§ Task objective
Exactly reproduce the line containing "Tag one point per instance of the dog's tail." together with every line after it, through the end of the entries, and give nothing more.

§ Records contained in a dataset
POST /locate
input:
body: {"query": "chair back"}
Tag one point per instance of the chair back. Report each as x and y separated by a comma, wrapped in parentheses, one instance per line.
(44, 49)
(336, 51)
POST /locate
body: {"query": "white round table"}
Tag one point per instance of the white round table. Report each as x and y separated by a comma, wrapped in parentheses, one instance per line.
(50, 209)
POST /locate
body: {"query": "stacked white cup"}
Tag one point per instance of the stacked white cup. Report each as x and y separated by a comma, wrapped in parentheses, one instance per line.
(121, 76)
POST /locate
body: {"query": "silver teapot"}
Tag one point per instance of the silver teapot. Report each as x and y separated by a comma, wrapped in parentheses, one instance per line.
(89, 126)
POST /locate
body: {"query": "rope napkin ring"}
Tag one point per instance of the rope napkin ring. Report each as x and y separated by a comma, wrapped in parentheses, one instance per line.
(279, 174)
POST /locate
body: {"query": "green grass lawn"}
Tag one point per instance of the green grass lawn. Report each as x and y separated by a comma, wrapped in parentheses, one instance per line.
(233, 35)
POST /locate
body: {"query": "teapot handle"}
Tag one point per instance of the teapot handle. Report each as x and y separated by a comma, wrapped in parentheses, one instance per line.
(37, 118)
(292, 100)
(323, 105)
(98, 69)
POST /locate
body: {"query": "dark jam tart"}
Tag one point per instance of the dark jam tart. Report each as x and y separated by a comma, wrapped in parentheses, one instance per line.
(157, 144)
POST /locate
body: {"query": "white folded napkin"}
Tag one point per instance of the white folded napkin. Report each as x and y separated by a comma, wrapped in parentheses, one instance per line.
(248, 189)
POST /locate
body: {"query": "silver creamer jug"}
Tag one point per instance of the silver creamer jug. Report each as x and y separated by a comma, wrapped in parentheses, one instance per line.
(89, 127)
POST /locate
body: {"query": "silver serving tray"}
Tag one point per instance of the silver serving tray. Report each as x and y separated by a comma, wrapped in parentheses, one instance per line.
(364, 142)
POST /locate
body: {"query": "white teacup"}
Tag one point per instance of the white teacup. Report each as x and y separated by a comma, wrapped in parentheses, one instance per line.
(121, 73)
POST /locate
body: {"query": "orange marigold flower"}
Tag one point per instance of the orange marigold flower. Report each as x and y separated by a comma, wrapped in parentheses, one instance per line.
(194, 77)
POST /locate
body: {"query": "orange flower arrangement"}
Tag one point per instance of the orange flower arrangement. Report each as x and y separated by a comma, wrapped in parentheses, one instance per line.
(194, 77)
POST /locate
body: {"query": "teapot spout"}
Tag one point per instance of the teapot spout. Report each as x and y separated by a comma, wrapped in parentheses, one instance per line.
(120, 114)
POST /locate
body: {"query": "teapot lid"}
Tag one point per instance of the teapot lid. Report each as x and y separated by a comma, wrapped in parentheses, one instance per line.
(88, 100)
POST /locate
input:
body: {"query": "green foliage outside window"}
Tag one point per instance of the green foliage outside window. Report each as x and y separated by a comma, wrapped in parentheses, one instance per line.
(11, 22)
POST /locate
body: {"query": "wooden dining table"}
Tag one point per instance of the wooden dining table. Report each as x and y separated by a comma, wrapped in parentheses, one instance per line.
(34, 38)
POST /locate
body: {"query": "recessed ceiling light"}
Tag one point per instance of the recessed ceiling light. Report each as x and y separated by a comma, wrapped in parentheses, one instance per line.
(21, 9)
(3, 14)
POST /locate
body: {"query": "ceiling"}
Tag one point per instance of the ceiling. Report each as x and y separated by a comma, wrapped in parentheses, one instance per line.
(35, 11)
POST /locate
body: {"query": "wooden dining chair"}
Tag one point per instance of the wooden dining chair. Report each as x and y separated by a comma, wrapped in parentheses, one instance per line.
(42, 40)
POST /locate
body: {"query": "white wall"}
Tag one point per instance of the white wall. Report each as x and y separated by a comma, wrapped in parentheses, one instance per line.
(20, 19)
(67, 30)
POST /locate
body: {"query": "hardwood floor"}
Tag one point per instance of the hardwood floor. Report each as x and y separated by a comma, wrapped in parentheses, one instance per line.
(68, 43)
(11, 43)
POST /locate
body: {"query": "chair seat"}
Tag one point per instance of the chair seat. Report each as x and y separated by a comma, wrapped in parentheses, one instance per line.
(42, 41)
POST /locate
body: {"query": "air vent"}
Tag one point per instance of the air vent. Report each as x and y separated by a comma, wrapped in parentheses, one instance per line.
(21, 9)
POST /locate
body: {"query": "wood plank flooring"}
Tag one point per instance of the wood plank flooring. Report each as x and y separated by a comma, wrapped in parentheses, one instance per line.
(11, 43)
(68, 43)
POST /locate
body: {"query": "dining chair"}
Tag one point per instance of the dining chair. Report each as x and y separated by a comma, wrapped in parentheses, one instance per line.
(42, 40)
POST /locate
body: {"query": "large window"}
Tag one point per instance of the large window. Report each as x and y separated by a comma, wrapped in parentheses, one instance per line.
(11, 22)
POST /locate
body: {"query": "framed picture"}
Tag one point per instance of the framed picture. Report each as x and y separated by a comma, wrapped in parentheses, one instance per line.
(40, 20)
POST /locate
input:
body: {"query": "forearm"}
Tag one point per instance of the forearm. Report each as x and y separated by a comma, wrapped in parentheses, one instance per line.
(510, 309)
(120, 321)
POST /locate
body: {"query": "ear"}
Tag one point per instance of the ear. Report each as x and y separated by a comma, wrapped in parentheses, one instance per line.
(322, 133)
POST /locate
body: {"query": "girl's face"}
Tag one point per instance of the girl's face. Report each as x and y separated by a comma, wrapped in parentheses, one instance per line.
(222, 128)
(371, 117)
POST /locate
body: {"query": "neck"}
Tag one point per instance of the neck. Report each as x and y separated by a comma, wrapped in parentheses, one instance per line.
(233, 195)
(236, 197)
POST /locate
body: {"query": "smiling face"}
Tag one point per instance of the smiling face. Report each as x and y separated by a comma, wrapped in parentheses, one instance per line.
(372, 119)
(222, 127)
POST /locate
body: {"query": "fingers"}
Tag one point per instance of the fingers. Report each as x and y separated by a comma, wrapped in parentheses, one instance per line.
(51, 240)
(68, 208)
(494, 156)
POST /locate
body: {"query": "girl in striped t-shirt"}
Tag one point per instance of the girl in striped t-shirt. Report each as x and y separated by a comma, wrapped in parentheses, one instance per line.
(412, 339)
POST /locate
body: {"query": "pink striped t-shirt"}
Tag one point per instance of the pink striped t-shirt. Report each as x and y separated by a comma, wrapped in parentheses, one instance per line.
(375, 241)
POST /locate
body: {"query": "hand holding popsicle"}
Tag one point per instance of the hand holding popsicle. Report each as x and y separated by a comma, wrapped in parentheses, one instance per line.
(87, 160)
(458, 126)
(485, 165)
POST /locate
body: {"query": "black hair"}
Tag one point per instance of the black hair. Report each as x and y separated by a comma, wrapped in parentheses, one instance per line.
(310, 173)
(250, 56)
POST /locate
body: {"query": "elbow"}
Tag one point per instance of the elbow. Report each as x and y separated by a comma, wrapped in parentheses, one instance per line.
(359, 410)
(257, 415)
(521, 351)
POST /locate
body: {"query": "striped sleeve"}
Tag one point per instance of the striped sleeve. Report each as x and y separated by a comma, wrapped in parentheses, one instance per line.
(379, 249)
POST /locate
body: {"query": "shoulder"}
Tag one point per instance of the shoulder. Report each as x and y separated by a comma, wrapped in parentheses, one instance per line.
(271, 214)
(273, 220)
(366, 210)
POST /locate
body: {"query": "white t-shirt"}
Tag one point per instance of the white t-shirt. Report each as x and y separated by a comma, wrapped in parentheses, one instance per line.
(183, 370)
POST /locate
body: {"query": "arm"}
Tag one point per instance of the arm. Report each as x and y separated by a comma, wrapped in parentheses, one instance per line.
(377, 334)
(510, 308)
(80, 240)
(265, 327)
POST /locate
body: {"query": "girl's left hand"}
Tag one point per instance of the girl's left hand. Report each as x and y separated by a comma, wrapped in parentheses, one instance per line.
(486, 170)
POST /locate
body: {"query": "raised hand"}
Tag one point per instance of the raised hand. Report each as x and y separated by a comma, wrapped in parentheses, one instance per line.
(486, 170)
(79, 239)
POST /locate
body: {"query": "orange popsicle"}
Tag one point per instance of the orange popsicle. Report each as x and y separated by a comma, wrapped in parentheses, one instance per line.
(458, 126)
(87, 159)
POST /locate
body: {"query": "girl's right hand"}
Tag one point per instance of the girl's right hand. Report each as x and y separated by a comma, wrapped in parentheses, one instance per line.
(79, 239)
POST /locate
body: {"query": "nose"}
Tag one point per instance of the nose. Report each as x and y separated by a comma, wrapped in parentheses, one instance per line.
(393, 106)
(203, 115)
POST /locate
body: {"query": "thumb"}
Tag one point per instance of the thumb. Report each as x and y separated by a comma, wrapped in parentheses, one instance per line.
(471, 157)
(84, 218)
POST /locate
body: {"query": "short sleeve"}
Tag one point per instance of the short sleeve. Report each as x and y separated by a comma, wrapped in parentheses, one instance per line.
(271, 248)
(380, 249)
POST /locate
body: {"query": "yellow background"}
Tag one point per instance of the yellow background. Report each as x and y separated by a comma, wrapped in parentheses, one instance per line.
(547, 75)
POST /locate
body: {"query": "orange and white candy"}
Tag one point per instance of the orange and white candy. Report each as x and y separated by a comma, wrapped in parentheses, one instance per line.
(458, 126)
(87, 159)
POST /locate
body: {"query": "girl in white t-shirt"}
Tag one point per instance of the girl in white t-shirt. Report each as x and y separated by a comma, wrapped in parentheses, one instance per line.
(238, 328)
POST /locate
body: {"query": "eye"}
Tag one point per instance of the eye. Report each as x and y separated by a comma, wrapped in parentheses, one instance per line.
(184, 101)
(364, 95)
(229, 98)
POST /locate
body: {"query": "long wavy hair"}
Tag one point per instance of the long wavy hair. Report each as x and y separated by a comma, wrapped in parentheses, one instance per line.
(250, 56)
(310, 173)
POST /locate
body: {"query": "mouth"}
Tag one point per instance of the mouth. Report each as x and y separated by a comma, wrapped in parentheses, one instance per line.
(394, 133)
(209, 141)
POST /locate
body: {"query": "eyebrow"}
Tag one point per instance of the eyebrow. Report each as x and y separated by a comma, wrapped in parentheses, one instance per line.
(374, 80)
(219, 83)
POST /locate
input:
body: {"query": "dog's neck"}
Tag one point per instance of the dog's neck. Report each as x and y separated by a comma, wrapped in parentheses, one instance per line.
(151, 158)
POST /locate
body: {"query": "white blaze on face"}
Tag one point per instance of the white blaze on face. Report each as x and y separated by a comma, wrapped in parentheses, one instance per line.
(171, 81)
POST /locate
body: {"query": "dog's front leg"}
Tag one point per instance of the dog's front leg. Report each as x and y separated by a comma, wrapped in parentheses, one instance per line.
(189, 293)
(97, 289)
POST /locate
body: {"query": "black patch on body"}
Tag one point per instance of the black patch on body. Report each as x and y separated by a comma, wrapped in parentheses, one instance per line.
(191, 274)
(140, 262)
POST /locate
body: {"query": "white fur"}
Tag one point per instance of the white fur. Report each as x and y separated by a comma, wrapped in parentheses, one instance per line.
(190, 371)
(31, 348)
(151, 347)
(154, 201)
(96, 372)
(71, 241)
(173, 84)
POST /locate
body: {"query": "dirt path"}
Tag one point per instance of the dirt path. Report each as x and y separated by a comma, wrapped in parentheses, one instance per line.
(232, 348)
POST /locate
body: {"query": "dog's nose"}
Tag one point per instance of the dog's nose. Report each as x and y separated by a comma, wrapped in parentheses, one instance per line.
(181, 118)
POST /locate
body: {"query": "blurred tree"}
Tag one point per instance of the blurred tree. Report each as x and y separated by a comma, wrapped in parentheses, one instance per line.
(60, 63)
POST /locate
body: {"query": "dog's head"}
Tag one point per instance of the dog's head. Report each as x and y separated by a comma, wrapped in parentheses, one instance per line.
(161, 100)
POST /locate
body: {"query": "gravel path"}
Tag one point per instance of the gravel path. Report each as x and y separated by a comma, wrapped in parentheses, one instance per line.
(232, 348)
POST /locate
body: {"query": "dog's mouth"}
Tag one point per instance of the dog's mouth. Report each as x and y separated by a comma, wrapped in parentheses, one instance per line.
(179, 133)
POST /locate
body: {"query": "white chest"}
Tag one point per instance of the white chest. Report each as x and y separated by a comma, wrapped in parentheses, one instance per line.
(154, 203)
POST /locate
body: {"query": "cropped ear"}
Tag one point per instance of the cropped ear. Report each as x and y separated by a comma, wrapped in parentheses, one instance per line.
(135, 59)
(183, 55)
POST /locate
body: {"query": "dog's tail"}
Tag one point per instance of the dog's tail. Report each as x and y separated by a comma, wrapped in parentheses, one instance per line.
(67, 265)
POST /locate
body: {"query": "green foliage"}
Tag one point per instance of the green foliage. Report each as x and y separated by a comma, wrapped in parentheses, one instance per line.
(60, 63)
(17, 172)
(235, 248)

§ Answer below
Tag one point per instance of the dog's tail. Report each as x and y separated by a comma, wrapped in parentheses, one instance per line.
(67, 265)
POST /locate
body: {"query": "green foliage"}
Tag one point per instance of the green foliage. Report each as x and y separated by a comma, wrapped in parentheses, one instance per line.
(60, 63)
(17, 172)
(235, 248)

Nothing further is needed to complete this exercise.